● **What is needed**:
In the worked cube-root solution, what unit-place digit does a cube root have when its perfect cube ends in 3?

● **Page**:
┄┄┄┄┄┄
Question

You are told that 1331 is a perfect cube. Can you guess without factorization what is its cube root? Similarly, guess the cube roots of 4913, 12167, 32768

Answer 1

Firstly, we will make groups of three digits starting from the rightmost digit of the number as ${\displaystyle \overline{1}\overline{331}}$.

There are 2 groups, 1 and 331, in it.

Considering 331,

The digit at its unit place is 1. We know that if the digit 1 is at the end of a perfect cube number, then its cube root will have its unit place digit as 1 only. Therefore, the unit place digit of the required cube root can be taken as 1.

Taking the other group i.e., 1,

The cube of 1 exactly matches with the number of the second group. Therefore, the tens digit of our cube root will be taken as the unit place of the smaller number whose cube is near to the number of the second group i.e., 1 itself. 1 will be taken as tens place of the cube root of 1331.

Hence,  ${\displaystyle \sqrt[3]{1331}=11}$

The cube root of 4913 has to be calculated.

We will make groups of three digits starting from the rightmost digit of 4913, as ${\displaystyle \overline{4}\overline{913}}$. The groups are 4 and 913.

Considering the group 913,

The number 913 ends with 3. We know that if the digit 3 is at the end of a perfect cube number, then its cube root will have its unit place digit as 7 only. Therefore, the unit place digit of the required cube root is taken as 7.

Taking the other group i.e., 4,

We know that, 1³ = 1 and 2³ = 8

Also, 1 < 4 < 8

Therefore, 1 will be taken at the tens place of the required cube root.

Thus, ${\displaystyle \sqrt[3]{4913}=17}$

The cube root of 12167 has to be calculated.

We will make groups of three digits starting from the rightmost digit of the number 12167, as ${\displaystyle \overline{12} \overline{167}}$ The groups are 12 and 167.

Considering the group 167,

167 ends with 7. We know that if the digit 7 is at the end of a perfect cube number, then its cube root will have its unit place digit as 3 only. Therefore, the unit place digit of the required cube root can be taken as 3.

Taking the other group i.e., 12,

We know that, 2³ = 8 and 3³ = 27

Also, 8 < 12 < 27

2 is smaller between 2 and 3. Therefore, 2 will be taken at the tens place of the required cube root.

Thus, ${\displaystyle \sqrt[3]{12167}=23}$

The cube root of 32768 has to be calculated.

We will make groups of three digits starting from the rightmost digit of the number 32768, as ${\displaystyle \overline{32} \overline{768}}$

Considering the group 768,

768 ends with 8. We know that if the digit 8 is at the end of a perfect cube number, then its cube root will have its unit place digit as 2 only. Therefore, the unit place digit of the required cube root will be taken as 2.

Taking the other group i.e., 32,

We know that, 3³ = 27 and 4³ = 64

Also, 27 < 32 < 64

3 is smaller between 3 and 4. Therefore, 3 will be taken at the tens place of the required cube root.

Thus, ${\displaystyle \sqrt[3]{32768}=32}$
┄┄┄┄┄┄
● **Data shown**:
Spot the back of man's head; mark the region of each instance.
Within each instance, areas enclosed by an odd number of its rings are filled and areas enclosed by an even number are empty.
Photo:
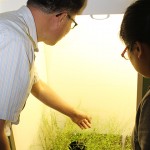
┄┄┄┄┄┄
● **Written answer**:
7